Exercise aim → Only the lines of the data holding the string "object" need to be returned.

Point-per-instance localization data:

....................

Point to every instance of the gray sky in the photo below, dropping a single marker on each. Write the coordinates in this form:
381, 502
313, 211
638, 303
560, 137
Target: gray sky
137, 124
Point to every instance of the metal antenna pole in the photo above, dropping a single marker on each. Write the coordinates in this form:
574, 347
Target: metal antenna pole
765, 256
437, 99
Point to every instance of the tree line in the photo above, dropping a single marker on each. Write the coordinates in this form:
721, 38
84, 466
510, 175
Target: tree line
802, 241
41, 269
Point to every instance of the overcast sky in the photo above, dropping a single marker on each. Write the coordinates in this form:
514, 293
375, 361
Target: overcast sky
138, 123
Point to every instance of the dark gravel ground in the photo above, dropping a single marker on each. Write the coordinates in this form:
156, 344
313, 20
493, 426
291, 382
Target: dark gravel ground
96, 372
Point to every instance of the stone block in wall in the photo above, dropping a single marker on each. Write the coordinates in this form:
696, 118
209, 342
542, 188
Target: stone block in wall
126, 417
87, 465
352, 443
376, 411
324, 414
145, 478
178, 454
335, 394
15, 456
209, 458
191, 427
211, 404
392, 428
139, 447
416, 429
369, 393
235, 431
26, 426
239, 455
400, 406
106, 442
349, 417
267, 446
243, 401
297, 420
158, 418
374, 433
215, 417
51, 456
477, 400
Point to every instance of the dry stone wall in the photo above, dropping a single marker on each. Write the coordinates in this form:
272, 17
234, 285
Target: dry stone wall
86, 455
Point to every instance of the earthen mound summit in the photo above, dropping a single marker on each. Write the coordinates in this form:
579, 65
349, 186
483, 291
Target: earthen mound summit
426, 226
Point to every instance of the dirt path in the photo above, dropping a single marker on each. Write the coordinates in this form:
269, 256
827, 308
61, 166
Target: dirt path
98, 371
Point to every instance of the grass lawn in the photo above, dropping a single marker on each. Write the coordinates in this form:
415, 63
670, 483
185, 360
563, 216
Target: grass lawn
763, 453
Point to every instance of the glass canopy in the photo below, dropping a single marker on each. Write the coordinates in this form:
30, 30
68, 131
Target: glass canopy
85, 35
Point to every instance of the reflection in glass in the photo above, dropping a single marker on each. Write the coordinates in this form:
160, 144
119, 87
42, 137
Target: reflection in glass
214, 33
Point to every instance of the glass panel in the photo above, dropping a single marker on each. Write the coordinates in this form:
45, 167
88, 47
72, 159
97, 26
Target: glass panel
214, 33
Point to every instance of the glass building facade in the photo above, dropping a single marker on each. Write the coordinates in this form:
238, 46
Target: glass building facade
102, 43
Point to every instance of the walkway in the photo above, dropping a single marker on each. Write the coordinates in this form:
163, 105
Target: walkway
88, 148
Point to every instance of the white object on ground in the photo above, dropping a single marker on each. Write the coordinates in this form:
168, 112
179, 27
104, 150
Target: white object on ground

....................

Reply →
Point to every instance of the white object on ground in the photo above, dropping a single marker on each. Write the coordinates in this form:
Target: white object on ground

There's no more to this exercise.